### PASSAGE
════════

Exciton diffusion in poly(3-hexylthiophene) by first-principles molecular dynamics

Poly(3-hexylthiophene) (P3HT) is a polymer used in organic solar cells as a light absorber and an electron donor. Photogenerated excitons diffuse and dissociate into free charge carriers provided they reach the absorber boundaries. The device efficiency is therefore dependent on the exciton diffusion. Although measurements can be performed for example by time-resolved photoluminescence, a quantitative modeling is highly desirable to get an insight into the relationship between the atomic structure at finite temperature and the diffusion coefficient of the exciton. This is the objective of the present work, achieved by resorting to first-principles molecular dynamics in combination with the restricted open-shell approach to model the singlet excited state. The maximally localized Wannier functions and their centers are used to monitor and localize the electron and the hole along the dynamics. The resulting diffusion coefficient is in close agreement with available measurements.

Automated summary

P3HT is a polymer used in organic solar cells as a light absorber and an electron donor. The efficiency of the solar cell depends on the diffusion of photogenerated excitons, which can be measured using time-resolved photoluminescence. This study used first-principles molecular dynamics and the restricted open-shell approach to model the singlet excited state of P3HT and found that the resulting diffusion coefficient agrees with experimental measurements.

════════

### DATASET
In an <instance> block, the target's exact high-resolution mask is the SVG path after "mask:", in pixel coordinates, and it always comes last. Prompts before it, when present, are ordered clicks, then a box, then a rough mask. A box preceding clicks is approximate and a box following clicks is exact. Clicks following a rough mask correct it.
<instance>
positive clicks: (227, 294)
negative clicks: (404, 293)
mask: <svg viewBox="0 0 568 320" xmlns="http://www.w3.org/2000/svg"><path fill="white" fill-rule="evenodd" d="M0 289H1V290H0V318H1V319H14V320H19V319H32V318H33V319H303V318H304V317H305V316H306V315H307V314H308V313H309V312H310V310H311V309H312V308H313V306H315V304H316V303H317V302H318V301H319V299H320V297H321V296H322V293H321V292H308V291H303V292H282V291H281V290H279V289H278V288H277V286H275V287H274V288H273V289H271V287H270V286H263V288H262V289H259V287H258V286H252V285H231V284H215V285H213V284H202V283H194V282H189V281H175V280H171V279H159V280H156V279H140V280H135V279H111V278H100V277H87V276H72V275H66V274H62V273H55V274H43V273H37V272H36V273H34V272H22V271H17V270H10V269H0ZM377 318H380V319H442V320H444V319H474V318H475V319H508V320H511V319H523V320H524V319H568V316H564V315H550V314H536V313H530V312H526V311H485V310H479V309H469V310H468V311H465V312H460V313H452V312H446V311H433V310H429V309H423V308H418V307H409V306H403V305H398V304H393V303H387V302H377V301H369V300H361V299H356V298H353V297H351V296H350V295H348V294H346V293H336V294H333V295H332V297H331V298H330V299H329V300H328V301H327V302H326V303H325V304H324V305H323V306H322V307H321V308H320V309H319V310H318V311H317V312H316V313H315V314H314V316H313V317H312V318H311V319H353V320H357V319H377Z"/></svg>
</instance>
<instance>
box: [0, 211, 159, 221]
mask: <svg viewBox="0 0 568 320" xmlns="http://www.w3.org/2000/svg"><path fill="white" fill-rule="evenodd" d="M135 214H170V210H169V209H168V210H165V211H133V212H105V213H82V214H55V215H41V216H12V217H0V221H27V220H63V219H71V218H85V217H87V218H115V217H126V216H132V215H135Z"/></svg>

════════

### USING THE INFORMATION
**A)** Answer from the passage on exciton diffusion in P3HT:
(i) What two roles does P3HT play in organic solar cells?
(ii) What is used to monitor and localize the electron and the hole along the dynamics?
(iii) Which measurement technique is given as a way to measure exciton diffusion?
**B)** Reproduce the passage on exciton diffusion in P3HT from "Automated summary" up to and including "with experimental measurements.", renaming "P3HT" to "poly(3-hexylthiophene)" throughout that part.
The lines have no connection to the passage on exciton diffusion in P3HT.

### RESPONSES IN ORDER
**A)**
(i) It acts as a light absorber and an electron donor.
(ii) The maximally localized Wannier functions and their centers.
(iii) Time-resolved photoluminescence.

**B)**
Automated summary

poly(3-hexylthiophene) is a polymer used in organic solar cells as a light absorber and an electron donor. The efficiency of the solar cell depends on the diffusion of photogenerated excitons, which can be measured using time-resolved photoluminescence. This study used first-principles molecular dynamics and the restricted open-shell approach to model the singlet excited state of poly(3-hexylthiophene) and found that the resulting diffusion coefficient agrees with experimental measurements.